Copy, exactly and without additions, every line in the records below from the one holding "108L375 127L385 121L386" through the one holding "box: [187, 145, 355, 278]", both ends included.

BEGIN Information given

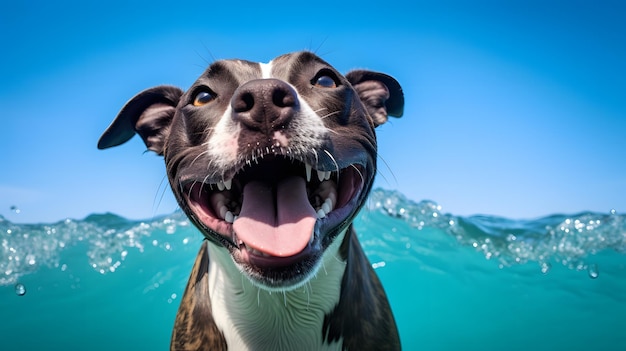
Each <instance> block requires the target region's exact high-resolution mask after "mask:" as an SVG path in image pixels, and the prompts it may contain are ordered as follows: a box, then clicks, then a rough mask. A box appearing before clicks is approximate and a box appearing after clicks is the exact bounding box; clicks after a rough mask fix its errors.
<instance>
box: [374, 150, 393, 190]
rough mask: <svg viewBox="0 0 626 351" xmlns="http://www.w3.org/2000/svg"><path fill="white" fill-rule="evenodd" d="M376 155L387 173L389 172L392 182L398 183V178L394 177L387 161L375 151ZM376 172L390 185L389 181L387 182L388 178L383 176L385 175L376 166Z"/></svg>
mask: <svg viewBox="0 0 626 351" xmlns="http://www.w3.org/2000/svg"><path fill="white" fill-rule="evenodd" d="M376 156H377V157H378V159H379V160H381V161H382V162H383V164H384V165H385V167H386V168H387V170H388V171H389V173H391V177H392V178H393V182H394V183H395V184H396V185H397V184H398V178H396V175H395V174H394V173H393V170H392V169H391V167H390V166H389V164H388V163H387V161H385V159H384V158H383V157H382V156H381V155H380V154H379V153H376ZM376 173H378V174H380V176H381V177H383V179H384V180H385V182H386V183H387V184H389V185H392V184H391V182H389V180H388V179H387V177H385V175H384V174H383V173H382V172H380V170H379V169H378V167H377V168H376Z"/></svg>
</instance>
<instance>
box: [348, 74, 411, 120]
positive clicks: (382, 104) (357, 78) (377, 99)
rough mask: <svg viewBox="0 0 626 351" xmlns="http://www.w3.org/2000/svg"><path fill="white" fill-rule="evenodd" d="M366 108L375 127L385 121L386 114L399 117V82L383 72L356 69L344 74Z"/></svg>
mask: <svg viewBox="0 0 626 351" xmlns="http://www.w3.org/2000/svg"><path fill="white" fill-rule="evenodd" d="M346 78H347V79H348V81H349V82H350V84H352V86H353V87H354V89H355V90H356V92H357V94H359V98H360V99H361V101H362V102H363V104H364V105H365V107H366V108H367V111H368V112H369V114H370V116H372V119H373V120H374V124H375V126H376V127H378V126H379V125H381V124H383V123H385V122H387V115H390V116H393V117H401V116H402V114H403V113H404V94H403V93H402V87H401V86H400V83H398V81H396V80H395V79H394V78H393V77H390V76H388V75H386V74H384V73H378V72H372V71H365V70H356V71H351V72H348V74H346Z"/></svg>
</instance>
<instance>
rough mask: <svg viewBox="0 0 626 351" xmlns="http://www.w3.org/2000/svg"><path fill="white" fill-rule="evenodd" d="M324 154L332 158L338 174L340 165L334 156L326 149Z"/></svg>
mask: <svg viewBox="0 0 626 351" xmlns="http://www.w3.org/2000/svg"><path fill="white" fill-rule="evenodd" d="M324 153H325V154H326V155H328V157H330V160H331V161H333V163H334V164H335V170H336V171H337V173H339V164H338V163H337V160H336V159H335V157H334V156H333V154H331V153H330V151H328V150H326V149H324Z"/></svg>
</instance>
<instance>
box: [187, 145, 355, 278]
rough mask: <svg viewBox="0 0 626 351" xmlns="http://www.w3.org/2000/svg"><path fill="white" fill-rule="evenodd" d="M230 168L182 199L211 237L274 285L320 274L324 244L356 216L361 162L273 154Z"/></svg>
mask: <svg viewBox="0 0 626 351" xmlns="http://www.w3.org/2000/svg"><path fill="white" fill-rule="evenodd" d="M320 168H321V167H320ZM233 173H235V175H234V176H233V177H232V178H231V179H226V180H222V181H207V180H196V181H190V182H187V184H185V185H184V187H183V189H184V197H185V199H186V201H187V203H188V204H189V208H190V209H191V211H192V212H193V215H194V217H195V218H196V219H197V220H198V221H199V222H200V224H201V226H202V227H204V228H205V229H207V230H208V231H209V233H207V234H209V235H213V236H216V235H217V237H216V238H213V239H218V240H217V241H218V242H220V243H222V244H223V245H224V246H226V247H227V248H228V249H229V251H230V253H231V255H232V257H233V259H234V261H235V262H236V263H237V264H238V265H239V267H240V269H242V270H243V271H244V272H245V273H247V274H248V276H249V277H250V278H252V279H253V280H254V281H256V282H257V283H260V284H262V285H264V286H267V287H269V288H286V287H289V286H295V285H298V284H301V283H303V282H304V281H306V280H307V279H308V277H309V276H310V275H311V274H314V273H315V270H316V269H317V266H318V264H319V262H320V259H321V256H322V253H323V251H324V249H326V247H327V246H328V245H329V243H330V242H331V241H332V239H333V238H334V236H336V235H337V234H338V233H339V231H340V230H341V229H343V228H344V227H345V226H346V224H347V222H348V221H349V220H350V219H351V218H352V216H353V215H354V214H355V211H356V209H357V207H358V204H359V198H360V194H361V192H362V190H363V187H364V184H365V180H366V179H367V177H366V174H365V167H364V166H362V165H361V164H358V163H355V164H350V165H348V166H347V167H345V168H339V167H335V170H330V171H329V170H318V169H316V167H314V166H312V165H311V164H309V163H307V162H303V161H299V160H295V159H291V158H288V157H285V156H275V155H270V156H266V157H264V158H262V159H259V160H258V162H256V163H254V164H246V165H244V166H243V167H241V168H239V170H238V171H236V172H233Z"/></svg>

END Information given
BEGIN Information given

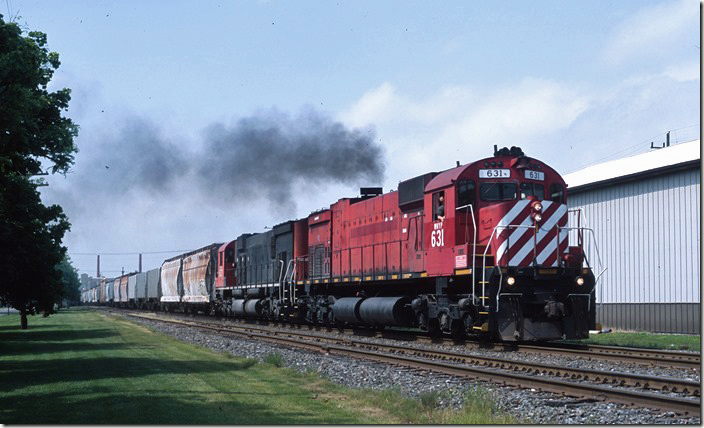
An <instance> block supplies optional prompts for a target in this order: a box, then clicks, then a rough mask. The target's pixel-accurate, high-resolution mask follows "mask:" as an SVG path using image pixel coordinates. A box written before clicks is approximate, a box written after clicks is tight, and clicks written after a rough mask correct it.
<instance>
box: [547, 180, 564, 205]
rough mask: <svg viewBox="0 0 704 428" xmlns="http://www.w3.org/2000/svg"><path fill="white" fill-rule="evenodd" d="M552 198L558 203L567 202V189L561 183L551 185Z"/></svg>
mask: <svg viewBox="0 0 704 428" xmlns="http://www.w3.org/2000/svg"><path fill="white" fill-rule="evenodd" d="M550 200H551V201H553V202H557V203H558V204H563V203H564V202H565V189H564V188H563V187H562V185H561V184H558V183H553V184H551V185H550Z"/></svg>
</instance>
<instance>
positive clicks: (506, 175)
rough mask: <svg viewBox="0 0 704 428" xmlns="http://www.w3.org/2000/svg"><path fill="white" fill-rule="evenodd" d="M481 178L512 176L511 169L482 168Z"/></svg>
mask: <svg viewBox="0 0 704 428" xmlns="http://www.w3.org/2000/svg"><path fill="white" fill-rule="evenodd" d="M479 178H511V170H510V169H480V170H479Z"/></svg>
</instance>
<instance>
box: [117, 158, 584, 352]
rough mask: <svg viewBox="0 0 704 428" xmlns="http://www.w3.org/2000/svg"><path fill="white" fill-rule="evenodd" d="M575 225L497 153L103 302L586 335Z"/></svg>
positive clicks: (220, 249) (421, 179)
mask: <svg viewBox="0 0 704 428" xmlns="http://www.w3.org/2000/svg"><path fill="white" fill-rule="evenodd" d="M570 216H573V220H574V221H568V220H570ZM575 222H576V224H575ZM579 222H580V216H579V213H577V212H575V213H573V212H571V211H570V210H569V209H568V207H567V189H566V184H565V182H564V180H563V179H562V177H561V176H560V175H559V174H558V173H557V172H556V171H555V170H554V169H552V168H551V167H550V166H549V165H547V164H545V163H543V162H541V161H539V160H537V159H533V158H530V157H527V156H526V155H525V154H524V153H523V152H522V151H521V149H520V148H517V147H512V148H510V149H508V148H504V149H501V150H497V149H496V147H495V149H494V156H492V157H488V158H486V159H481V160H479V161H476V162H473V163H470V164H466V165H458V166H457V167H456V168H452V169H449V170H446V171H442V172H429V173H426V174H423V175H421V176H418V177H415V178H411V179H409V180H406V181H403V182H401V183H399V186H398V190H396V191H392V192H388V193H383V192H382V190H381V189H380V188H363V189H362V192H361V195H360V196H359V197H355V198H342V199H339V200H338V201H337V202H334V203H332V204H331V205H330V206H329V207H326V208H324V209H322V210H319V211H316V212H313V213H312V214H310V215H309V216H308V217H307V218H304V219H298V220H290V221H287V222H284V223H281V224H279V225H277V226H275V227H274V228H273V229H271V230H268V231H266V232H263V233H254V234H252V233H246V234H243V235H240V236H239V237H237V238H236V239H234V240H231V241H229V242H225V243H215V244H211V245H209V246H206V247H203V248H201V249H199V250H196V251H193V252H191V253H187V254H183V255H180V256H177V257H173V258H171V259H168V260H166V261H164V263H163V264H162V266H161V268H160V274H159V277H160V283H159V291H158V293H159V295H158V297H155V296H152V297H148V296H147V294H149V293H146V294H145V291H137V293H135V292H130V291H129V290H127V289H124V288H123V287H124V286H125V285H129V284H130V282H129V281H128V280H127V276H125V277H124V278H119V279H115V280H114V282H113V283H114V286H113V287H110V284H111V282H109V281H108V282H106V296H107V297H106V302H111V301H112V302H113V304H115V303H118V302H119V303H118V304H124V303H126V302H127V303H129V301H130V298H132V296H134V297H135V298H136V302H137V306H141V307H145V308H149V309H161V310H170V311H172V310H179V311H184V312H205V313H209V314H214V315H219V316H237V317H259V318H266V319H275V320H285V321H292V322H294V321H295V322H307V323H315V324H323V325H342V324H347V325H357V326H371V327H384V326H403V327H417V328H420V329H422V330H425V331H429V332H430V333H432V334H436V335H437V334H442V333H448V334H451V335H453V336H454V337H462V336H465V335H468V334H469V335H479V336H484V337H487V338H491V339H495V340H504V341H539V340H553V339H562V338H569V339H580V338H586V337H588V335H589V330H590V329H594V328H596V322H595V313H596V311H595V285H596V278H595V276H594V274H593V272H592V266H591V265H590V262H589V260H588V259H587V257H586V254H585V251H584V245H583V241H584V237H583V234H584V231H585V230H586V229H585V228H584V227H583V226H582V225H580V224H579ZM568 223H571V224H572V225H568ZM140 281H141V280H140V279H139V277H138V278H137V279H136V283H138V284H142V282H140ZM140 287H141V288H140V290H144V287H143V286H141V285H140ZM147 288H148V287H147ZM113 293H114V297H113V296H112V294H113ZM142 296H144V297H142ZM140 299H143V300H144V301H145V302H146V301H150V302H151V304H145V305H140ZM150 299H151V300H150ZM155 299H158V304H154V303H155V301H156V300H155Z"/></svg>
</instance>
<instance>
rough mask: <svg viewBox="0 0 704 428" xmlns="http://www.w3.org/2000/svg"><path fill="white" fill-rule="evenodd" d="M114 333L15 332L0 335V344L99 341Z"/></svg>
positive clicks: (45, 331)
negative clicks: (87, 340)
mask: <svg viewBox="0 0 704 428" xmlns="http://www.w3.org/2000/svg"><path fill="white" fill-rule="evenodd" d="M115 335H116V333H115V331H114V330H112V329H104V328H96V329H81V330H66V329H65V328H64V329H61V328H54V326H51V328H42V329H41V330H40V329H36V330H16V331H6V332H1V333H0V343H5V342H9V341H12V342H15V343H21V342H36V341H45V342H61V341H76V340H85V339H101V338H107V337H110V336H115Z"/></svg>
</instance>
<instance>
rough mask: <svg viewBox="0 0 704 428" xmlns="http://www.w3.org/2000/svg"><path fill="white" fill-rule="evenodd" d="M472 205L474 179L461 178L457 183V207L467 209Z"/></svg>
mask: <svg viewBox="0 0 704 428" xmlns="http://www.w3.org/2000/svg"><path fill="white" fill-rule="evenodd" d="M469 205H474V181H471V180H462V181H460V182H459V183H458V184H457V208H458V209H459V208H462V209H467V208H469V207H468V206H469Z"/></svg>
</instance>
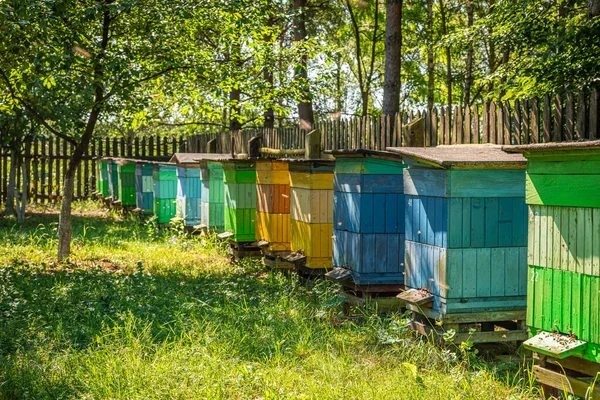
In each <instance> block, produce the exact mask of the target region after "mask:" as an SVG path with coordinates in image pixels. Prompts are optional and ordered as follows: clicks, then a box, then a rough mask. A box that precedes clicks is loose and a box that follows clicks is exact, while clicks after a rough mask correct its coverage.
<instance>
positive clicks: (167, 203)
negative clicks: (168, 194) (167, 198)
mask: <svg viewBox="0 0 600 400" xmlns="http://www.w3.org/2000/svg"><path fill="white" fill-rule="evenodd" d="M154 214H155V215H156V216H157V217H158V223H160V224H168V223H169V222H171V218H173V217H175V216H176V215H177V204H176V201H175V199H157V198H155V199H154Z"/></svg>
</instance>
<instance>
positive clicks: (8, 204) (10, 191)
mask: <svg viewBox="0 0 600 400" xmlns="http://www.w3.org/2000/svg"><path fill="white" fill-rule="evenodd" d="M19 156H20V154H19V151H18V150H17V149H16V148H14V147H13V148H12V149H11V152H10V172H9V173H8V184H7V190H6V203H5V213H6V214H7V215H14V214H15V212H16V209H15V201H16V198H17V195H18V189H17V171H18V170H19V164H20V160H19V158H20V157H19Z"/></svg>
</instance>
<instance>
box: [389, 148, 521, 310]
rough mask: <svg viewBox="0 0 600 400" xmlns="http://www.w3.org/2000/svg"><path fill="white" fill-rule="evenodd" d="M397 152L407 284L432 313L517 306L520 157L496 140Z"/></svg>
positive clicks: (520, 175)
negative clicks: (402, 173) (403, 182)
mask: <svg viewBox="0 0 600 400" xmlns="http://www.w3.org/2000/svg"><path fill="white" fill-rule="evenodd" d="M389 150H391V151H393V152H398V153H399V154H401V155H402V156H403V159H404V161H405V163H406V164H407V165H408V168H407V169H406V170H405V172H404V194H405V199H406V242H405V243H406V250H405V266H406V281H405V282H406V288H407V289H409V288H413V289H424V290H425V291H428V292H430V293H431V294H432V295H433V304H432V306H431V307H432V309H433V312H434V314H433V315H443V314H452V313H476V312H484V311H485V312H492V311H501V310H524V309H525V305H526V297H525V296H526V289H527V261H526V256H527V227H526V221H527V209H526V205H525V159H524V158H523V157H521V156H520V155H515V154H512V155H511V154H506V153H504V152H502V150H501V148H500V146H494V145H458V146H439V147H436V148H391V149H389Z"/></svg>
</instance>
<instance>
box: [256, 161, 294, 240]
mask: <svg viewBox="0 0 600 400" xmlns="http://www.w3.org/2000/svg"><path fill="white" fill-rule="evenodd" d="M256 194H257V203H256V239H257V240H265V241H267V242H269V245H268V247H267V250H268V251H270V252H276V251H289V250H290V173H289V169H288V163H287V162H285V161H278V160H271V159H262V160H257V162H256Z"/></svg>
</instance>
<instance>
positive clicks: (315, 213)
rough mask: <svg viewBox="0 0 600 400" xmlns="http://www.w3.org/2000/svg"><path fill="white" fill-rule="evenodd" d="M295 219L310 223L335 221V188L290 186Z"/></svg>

END Information given
BEGIN Information given

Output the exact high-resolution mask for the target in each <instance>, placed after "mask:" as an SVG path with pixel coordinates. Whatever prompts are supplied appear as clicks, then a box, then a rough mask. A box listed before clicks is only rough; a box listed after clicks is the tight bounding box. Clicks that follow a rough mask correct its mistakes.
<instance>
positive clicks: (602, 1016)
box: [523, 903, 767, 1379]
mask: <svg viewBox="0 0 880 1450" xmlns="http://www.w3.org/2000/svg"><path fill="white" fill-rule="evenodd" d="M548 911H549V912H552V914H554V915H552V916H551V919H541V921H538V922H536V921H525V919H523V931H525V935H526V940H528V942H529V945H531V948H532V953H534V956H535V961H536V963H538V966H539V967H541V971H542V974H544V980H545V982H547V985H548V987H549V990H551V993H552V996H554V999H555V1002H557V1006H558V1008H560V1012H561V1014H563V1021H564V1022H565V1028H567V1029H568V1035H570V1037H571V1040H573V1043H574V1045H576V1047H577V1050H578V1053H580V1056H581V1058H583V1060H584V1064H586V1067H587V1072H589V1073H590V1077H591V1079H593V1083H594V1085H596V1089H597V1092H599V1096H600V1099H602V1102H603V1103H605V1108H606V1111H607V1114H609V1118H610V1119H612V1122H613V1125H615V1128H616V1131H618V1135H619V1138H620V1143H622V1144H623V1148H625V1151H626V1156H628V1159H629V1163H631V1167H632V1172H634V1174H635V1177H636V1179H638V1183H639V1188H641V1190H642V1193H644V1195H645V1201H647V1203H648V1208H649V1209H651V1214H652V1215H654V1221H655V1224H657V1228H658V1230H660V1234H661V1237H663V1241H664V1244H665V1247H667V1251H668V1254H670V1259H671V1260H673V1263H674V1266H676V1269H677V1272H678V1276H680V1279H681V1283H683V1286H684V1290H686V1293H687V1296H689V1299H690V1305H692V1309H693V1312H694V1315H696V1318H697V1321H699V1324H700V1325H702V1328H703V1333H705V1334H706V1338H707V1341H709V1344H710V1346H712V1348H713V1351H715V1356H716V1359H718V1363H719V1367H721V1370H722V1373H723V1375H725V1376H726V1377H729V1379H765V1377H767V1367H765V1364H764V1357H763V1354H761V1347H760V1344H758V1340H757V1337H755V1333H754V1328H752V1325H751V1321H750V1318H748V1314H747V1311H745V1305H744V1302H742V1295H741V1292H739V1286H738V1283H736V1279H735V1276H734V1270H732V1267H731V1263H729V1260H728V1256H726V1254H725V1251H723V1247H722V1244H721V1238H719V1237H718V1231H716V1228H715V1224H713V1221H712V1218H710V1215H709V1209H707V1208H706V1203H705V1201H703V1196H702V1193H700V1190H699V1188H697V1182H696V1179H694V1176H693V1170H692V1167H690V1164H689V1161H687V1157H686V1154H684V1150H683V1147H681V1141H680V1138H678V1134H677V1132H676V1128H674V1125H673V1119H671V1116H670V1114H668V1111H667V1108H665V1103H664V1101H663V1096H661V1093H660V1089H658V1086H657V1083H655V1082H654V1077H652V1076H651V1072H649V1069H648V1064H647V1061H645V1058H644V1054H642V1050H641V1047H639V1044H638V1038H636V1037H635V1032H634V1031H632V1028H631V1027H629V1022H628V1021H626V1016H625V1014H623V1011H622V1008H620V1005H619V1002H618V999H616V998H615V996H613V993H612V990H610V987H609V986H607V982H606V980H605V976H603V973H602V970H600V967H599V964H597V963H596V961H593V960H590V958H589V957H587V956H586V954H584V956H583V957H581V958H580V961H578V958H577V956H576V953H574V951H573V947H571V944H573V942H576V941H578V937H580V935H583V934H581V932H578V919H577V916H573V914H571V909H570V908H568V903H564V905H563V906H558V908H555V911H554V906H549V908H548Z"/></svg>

END Information given

- **Answer space**:
rough mask: <svg viewBox="0 0 626 351" xmlns="http://www.w3.org/2000/svg"><path fill="white" fill-rule="evenodd" d="M366 108L375 127L385 121L386 114L399 117V82L383 72L356 69L344 74Z"/></svg>
mask: <svg viewBox="0 0 626 351" xmlns="http://www.w3.org/2000/svg"><path fill="white" fill-rule="evenodd" d="M346 78H347V79H348V81H349V82H350V84H352V86H353V87H354V89H355V90H356V92H357V94H359V98H360V99H361V101H362V102H363V104H364V105H365V107H366V108H367V111H368V112H369V114H370V116H372V119H373V120H374V124H375V126H376V127H378V126H379V125H381V124H383V123H385V122H387V115H390V116H393V117H401V116H402V114H403V113H404V94H403V93H402V87H401V86H400V83H398V81H396V80H395V79H394V78H393V77H390V76H388V75H386V74H384V73H378V72H372V71H365V70H356V71H351V72H348V74H346Z"/></svg>
</instance>
<instance>
rough mask: <svg viewBox="0 0 626 351" xmlns="http://www.w3.org/2000/svg"><path fill="white" fill-rule="evenodd" d="M324 154L332 158L338 174L340 165L334 156L326 149Z"/></svg>
mask: <svg viewBox="0 0 626 351" xmlns="http://www.w3.org/2000/svg"><path fill="white" fill-rule="evenodd" d="M324 153H325V154H326V155H328V157H330V160H331V161H333V163H334V164H335V170H336V171H337V173H339V164H338V163H337V160H336V159H335V157H334V156H333V154H331V153H330V151H328V150H326V149H324Z"/></svg>
</instance>
<instance>
box: [187, 145, 355, 278]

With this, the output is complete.